→ Problem details: Copy out each row below that contains the word "every", one row per line.

→ Exercise data:
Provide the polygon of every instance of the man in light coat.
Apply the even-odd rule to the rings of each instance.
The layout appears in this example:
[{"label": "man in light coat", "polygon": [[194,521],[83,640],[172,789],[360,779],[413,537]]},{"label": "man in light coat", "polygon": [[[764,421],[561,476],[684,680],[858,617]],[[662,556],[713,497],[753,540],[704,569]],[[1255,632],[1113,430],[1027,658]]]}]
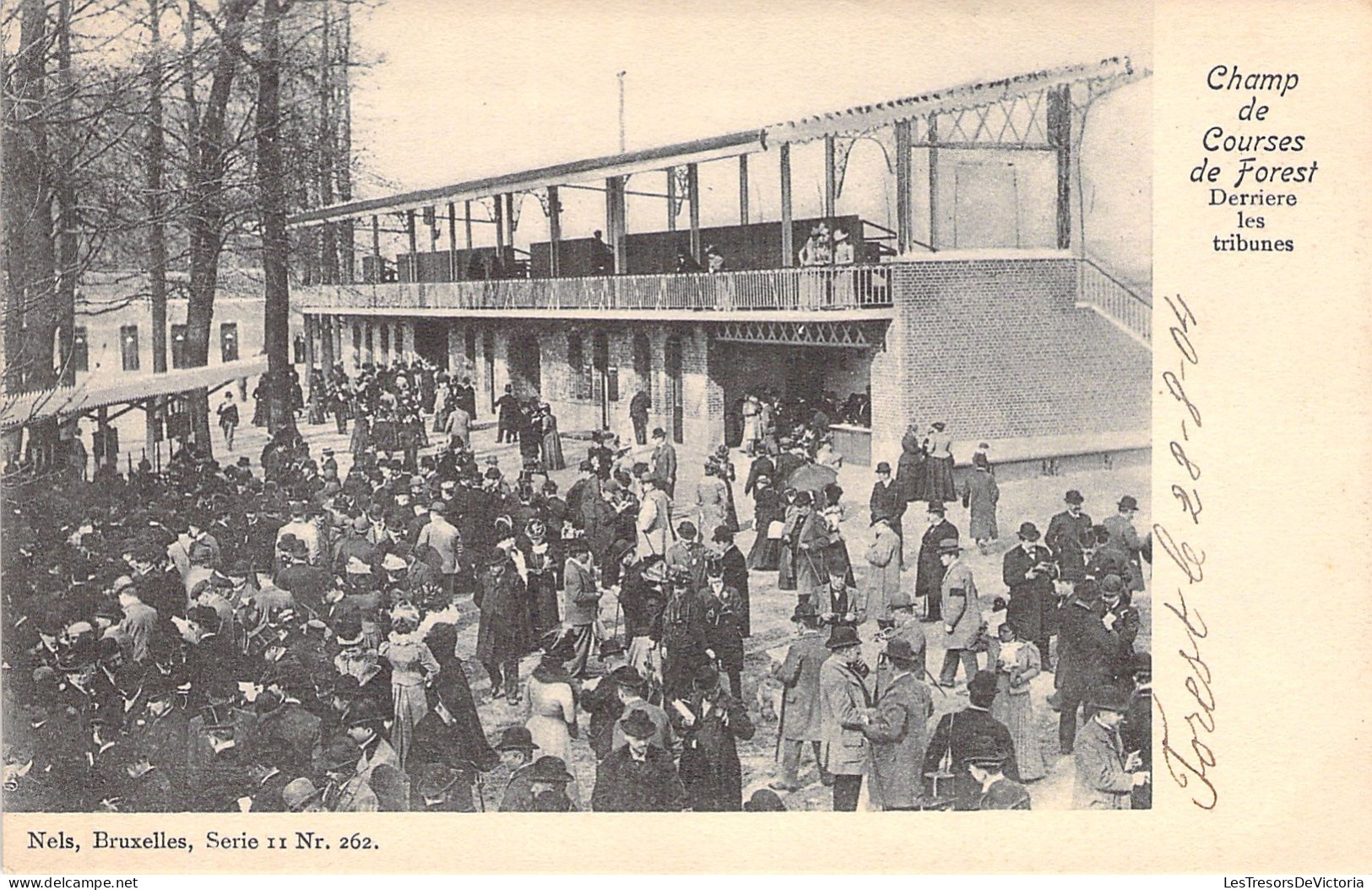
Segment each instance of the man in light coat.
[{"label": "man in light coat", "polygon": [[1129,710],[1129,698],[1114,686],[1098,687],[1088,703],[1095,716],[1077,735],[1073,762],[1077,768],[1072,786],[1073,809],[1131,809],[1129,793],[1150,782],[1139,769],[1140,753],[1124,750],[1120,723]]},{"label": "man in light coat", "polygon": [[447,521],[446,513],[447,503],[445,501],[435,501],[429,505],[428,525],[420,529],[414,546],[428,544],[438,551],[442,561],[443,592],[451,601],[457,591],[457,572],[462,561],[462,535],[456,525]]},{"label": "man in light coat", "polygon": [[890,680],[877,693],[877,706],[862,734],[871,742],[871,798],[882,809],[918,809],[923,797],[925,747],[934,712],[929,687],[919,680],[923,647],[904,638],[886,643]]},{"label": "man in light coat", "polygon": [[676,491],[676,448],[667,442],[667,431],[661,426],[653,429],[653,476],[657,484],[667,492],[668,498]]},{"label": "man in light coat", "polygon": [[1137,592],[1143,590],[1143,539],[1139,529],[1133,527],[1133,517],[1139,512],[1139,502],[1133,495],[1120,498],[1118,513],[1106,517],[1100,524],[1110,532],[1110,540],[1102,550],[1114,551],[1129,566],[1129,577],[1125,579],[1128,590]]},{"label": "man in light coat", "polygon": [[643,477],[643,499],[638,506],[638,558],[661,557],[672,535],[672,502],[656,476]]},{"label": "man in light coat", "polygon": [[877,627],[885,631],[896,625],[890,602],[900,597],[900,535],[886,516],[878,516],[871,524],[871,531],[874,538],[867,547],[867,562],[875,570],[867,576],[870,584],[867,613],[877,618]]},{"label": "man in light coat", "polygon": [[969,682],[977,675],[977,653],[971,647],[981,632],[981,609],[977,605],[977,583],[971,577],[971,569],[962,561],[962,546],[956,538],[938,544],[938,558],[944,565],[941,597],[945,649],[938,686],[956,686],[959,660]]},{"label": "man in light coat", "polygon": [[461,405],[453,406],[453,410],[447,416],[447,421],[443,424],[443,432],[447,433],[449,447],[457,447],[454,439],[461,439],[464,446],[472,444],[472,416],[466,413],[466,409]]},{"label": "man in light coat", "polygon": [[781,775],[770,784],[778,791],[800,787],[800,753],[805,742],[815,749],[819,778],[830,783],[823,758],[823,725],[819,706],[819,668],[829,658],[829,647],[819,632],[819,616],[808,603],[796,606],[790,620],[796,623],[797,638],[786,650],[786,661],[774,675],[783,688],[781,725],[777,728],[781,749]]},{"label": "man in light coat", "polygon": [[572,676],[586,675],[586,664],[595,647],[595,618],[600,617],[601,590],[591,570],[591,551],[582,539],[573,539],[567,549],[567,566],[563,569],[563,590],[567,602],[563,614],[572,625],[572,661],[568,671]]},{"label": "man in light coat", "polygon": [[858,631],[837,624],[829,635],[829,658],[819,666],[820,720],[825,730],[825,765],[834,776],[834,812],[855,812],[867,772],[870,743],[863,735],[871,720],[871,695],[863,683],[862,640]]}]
==
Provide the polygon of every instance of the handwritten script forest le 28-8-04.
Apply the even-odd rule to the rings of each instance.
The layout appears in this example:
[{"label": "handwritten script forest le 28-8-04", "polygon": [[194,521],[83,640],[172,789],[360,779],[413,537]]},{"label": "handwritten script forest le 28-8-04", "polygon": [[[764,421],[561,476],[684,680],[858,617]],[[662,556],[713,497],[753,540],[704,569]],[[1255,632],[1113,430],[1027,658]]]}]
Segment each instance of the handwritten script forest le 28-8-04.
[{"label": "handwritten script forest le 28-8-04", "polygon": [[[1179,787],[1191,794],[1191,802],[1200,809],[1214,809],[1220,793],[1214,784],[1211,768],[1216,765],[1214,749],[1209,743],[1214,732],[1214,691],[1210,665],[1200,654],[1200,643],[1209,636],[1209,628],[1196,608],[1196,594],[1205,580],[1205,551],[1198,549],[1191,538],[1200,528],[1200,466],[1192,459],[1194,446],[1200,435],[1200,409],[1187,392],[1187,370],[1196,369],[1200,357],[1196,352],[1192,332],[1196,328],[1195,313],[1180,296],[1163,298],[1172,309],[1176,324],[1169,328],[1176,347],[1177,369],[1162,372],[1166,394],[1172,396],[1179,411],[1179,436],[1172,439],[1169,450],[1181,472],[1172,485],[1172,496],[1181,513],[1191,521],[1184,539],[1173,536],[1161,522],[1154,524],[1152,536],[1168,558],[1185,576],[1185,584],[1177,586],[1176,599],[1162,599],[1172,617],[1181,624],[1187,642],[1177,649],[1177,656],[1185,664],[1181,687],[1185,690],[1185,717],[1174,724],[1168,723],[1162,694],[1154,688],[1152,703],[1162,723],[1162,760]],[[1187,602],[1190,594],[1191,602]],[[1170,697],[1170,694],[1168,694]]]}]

→ Exercise result:
Provide the polygon of every instance of the man in light coat.
Provide the polygon of every instance of the handwritten script forest le 28-8-04.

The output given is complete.